At last, the winner was revealed: Barcelona’s Sips, which first entered the list in 2021 at 37th place. Its founders were ecstatic. “No one wants to be 37th,” co-founder Simone Caporale told Monocle at the post-awards brunch the next day. “Everyone wants to be first.” When asked to describe a signature Sips cocktail, Caporale launched into an explanation of “the krypta”, a concoction consisting of clarified green apple juice, gin, armagnac and herbs. Of note is the intricate glassware in which it is served. “It’s kind of egg-shaped, almost like a mask,” he said. Right. He assures Monocle that it’s not as complicated as it sounds but we’ll have to head to Barcelona to see for ourselves.
So what does Caporale order when he goes out for a drink and isn’t conducting green, boozy experiments for his customers? “I go for a manhattan, a daiquiri – sometimes a beer.” For all of the showmanship and bluff, bars often overlook that rarest and most vital ingredient: simplicity. We’ll drink to that.
Every month, Monocle’s editors select the month’s best new books (plus art shows to see, films to see and TV to watch). Here are our a few of our November picks.

RECORDS SUPPLIED.
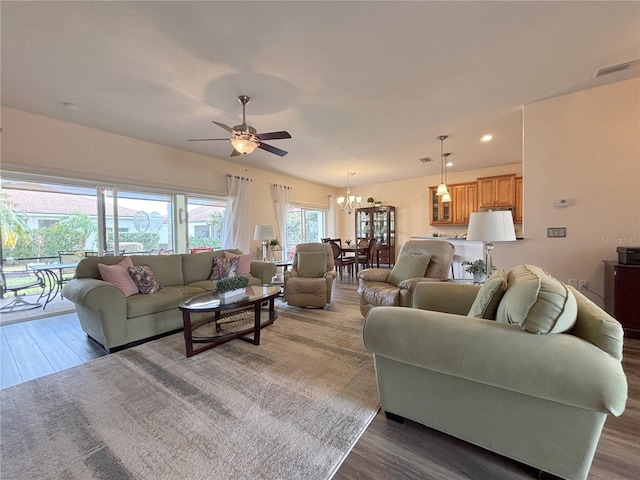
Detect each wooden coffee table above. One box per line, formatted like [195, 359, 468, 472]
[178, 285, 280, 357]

...

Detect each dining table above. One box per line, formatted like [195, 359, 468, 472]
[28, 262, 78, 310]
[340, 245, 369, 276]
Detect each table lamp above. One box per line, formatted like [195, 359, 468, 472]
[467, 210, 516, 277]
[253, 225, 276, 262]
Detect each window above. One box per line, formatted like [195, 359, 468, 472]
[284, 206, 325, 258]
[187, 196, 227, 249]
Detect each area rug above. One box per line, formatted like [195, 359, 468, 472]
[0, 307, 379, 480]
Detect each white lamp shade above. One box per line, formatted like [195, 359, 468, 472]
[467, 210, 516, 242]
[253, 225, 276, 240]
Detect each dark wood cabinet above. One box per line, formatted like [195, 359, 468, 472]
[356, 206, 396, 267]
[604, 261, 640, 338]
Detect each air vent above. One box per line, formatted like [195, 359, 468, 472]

* * *

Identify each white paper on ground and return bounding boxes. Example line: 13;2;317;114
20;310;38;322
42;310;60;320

TASK OBJECTIVE. Write the passage that follows the final sentence of the text on the Barcelona bar Sips. The lines are separate material and have no connection to the text on the Barcelona bar Sips.

REPLY TO THE EXERCISE.
‘A Shining’, Jon Fosse, translated by Damion Searls. Norwegian essayist, novelist, poet and playwright Jon Fosse has been compared to Henrik Ibsen and Samuel Beckett, and has attracted a loyal following with his “slow prose”. This 56-page novella tells the story of a man who gets lost in the woods as he sets off on foot through the cold and dark in search of help after his car breaks down. Beautiful, haunting and sensitively translated.
Published on 31 October
‘Julia’, Sandra Newman. US author Sandra Newman’s latest novel is a provocative retelling of George Orwell’s Nineteen Eighty-Four from the perspective of Winston Smith’s lover, Julia Worthing. It takes courage to reimagine one of the 20th century’s most iconic novels and Newman serves up some compelling revisions.
‘Welcome to the Hyunam-dong Bookshop’, Hwang Bo-reum, translated by Shanna Tan.
This quirky debut novel tells the story of Yeongju, who leaves her corporate job and career-oriented husband to open an independent bookshop in Seoul’s Hyunam-dong neighbourhood. It’s a tale about community and finding comfort in small things.